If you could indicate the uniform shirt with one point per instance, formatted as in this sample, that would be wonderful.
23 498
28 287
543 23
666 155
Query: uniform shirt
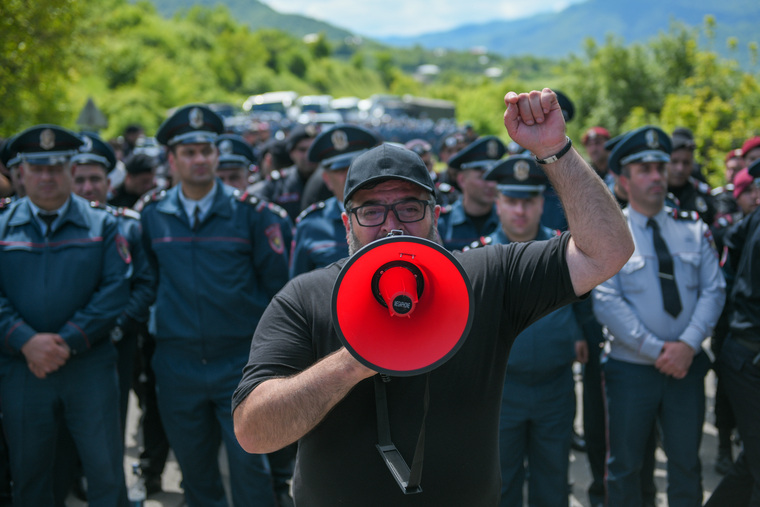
■ ■ ■ ■
> THE TASK:
Reproduce every line of the items above word for word, leaving out the pictures.

> WRITTEN SOLUTION:
If you could indicate the uniform shirt with one point per instance, formatted as in this sample, that would be wonderful.
23 498
28 287
543 23
666 155
Query: uniform shirt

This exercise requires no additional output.